**WHAT TO PRODUCE**
Print every record below exactly as written.
══════
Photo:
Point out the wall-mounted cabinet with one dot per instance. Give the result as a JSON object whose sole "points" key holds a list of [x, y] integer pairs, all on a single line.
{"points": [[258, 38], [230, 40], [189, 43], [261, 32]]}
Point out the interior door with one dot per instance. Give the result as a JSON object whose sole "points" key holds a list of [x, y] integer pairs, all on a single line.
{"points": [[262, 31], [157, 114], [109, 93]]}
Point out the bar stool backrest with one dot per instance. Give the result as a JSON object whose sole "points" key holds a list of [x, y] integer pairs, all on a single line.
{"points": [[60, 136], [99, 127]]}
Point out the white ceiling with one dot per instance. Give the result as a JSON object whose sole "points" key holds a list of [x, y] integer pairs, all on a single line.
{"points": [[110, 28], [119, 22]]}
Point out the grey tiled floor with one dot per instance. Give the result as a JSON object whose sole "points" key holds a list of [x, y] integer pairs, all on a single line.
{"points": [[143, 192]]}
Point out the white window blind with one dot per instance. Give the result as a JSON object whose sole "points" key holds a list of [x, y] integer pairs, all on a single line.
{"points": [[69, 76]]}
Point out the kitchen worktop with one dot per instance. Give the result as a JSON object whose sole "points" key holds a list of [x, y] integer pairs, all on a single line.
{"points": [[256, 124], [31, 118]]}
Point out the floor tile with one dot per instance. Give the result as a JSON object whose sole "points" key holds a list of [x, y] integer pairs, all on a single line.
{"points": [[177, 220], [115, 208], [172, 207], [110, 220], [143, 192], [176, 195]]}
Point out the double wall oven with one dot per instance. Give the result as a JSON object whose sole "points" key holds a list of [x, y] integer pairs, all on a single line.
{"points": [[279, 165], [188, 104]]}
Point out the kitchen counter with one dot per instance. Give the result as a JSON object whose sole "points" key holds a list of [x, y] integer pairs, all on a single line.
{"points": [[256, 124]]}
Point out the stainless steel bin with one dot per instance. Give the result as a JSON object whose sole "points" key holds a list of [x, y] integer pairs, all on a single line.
══════
**TASK OUTPUT**
Photo:
Point out the wall-mounted cabinet with one dot per instance. Give the result as a JSON object whose sole "points" key holds a list of [x, y] integer pairs, all on a single line.
{"points": [[258, 38], [230, 40], [189, 43], [261, 32]]}
Point out the interior door with one dot per instance. Give the result as a JSON object whose sole "points" key holds a list of [x, y] integer pairs, all on a single line.
{"points": [[262, 31], [157, 114], [109, 93]]}
Point out the bar stool backrest with one dot per instance. Give the result as a JSON object whose sole "points" key holds a list of [x, y] integer pairs, all on a single line.
{"points": [[60, 136], [99, 127]]}
Point out the white ceiling with one dot per instance. Give the result as a JSON object whose sole "points" key holds a list of [x, y] integer pairs, all on a single line.
{"points": [[110, 28], [119, 22]]}
Point out the grey tiled floor with one dot per instance. Give the result as a JSON object whose sole "points" key holds a list of [x, y] integer pairs, all on a single line.
{"points": [[143, 192]]}
Point out the white window blind with one dot per instance. Give the result as a JSON object whose sole "points" key holds a list of [x, y] integer pairs, all on a single line.
{"points": [[69, 76]]}
Point out the kitchen worktop with one dot per instance. Give the result as a JSON object whose sole "points" key holds a list of [x, y] integer pairs, all on a single line.
{"points": [[256, 124], [31, 118]]}
Point out the floor tile with one dot per instance. Give the result as a JSON object whose sole "points" key holds a list of [x, y] integer pairs, all on a single line.
{"points": [[177, 220], [115, 208], [172, 207], [110, 220], [143, 192], [176, 195]]}
Point out the double wall oven with one dot per instance. Give the result as a JSON object whose sole "points" key holds a list of [x, y] integer pairs, all on a single line.
{"points": [[279, 165], [188, 104]]}
Point out the kitchen counter with one dot per instance. Give the result as a JSON object whose sole "points" key holds a list of [x, y] integer pairs, all on a single line.
{"points": [[256, 124]]}
Point out the stainless steel bin with one dot per instance. Give the result as a JSON object whose sole "points" key holds a list of [x, y] integer pairs, all on a single line.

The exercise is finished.